ИСХОДНЫЙ ФРАГМЕНТ:
Я в разных местах приценяюсь.

— Почем, братцы, работаете?

— 3 с половиной, 4 с половиной, 4, — отвечают в разных местах. Т. е. 3,5—4,5 копейки с 10 пудов, или 3,5—4,5 рубля с 1000 пудов. Я уже склонен думать: что же, это ничего, работать можно. Но заметная разница в ценах, лукавые любопытствующие взгляды, а вслед затем и ухаживания около меня со следующими вопросами наводят на иную мысль.

— Что же, господин-купец, ежели у тебя товарец есть, мы работу бы взяли.

— У меня товара нет, да я и не купец.

— А то возьми нас. Мы вот отделаемся. Батырь дороже возьмет.

Я снова разуверяю их и, усомнившись в справедливости сказанной цены, начинаю настоятельно допытываться.

— Скажите, пожалуйста, почем работают теперь? — обращаюсь к проходящему приказчику.

— Разно, — машет он рукой и проходит дальше.

Я уже теряю хладнокровие, терпение готово лопнуть, с языка вот-вот сорвутся слова укора и негодования, как вдруг встречаю двоих артельщиков, с которыми виделся в Нижнем.

— А, знакомый, здравствуй! — протягивают они руки.

Нечего говорить, как я обрадовался. Рассказываю им только что происшедшее, они ухмыляются.

— Да видишь ли, они тебя за купца приняли, — поясняют подошедшие и говорят что-то тем.

— Ты уж нас прости, любезный, — улыбаясь, каются новые знакомые. — Мы тебя за купца почли, не взыщи. Цены теперь у нас... стыдно и сказать, нечего таиться.

Это недоверие народа нередко возмущает молодого исследователя до глубины души; тем более обидно, что иногда сверх всякого желания можешь быть введен в заблуждение. Нередко приходится наталкиваться на это недоверие, и обстоятельнее я коснусь этого вопроса в другой статье.

СТРОКИ ДАННЫХ:
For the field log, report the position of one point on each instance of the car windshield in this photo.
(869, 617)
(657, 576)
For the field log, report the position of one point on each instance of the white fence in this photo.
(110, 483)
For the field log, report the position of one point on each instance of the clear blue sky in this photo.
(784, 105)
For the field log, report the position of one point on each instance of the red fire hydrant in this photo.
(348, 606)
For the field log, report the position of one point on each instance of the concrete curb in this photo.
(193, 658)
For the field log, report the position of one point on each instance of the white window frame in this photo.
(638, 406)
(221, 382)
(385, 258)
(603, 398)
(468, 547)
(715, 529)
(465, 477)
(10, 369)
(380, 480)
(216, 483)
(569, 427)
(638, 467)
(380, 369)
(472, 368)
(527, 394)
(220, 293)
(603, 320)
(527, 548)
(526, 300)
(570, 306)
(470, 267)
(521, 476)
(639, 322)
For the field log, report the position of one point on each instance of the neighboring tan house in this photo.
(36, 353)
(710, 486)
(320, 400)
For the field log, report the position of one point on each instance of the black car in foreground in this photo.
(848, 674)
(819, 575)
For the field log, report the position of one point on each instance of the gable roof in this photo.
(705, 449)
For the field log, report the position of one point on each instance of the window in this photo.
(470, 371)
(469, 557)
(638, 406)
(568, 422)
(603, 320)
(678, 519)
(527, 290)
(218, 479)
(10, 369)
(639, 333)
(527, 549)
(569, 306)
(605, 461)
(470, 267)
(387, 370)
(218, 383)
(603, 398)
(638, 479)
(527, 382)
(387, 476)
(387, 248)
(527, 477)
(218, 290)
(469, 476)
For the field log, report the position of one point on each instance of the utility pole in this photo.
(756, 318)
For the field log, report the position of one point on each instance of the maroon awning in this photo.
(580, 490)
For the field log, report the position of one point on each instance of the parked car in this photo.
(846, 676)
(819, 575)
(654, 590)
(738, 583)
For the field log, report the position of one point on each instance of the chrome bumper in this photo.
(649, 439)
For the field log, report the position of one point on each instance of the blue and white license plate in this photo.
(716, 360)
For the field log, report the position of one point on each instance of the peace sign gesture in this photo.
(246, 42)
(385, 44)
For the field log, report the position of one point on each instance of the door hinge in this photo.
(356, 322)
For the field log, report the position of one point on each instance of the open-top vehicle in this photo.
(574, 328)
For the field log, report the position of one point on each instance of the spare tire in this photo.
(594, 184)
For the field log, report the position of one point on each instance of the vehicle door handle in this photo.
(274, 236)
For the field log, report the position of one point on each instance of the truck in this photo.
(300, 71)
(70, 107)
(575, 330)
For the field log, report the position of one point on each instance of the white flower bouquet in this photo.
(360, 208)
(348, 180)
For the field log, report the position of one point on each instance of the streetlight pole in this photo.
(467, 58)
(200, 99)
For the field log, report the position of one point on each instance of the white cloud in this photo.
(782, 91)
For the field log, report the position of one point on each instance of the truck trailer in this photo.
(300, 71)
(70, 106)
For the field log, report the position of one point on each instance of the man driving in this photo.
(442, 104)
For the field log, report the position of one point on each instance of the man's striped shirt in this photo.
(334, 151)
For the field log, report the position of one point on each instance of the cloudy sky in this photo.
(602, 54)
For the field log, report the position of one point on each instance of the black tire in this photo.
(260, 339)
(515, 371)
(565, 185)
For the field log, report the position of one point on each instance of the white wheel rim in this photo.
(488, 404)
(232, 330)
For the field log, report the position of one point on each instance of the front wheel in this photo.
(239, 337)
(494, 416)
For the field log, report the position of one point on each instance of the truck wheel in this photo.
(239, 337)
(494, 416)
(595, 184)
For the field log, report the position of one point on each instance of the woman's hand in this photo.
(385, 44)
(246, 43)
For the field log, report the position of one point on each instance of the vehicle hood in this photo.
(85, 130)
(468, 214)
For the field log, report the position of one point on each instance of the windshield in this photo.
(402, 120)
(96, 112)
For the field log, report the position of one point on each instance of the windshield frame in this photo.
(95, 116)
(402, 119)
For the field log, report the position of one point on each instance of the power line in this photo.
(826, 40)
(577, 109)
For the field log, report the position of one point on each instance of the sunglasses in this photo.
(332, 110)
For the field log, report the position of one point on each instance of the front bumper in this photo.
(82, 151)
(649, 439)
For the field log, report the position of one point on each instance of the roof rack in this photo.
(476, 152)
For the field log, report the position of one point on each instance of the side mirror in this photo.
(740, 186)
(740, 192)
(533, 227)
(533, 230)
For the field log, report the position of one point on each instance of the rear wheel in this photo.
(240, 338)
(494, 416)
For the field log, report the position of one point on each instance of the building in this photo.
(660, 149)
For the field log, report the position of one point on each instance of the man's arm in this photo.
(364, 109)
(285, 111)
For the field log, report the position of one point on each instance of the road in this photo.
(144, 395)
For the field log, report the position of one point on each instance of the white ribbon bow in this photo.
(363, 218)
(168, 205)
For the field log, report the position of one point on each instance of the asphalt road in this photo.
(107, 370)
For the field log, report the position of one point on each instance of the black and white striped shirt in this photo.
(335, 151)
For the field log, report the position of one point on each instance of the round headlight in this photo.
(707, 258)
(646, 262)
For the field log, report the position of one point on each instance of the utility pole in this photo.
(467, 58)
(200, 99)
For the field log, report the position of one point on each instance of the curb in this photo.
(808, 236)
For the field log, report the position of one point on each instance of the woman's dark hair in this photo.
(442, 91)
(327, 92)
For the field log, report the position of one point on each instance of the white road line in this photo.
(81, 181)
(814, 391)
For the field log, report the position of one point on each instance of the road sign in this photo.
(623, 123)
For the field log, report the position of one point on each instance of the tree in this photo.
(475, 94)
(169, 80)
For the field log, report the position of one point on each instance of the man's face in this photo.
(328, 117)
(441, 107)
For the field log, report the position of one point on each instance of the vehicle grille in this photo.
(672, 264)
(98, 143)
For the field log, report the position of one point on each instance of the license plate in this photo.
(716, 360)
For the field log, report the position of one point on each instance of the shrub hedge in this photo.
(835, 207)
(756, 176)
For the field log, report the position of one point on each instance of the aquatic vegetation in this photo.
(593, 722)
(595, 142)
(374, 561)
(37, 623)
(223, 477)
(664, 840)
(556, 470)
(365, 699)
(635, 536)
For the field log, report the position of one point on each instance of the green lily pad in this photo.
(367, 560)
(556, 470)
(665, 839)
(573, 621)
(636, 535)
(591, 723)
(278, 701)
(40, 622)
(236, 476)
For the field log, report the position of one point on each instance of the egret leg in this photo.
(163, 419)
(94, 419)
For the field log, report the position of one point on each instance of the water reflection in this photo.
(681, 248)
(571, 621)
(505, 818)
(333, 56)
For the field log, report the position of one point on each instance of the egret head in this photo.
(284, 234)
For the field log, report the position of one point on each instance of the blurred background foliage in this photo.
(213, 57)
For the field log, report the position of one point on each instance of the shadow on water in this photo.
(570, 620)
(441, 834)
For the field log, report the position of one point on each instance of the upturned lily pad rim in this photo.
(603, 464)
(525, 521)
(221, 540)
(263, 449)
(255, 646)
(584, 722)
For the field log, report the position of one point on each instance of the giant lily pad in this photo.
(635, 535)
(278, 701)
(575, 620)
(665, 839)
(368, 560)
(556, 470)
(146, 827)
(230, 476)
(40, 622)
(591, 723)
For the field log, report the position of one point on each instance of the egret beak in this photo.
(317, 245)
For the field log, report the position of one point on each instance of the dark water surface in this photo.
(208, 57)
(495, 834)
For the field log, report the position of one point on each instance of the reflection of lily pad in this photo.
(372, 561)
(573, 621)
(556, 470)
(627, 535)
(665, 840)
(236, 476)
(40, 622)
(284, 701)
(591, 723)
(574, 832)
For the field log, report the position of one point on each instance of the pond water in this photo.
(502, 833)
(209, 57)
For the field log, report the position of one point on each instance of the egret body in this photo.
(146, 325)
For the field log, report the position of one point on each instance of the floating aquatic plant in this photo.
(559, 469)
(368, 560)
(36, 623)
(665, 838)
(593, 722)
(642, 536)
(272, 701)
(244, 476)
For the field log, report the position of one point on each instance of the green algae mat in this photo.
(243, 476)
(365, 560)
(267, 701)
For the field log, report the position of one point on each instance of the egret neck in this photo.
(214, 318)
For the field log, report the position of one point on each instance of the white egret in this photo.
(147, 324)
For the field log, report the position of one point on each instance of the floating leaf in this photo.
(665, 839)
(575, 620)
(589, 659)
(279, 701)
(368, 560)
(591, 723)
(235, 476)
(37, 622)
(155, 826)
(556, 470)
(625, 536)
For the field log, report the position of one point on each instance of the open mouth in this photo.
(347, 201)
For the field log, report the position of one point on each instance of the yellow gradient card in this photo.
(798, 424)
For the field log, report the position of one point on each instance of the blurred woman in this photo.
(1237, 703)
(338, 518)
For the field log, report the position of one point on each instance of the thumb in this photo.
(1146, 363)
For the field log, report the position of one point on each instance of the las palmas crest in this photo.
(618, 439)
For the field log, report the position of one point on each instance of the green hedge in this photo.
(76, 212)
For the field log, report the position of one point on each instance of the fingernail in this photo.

УСЛОВИЕ ЗАДАНИЯ: Какой диапазон цен за 1000 пудов указан в исходном фрагменте? Приведённые позиции для работы не понадобятся.

РЕЗУЛЬТАТ ЗАДАНИЯ: 3,5—4,5 рубля с 1000 пудов.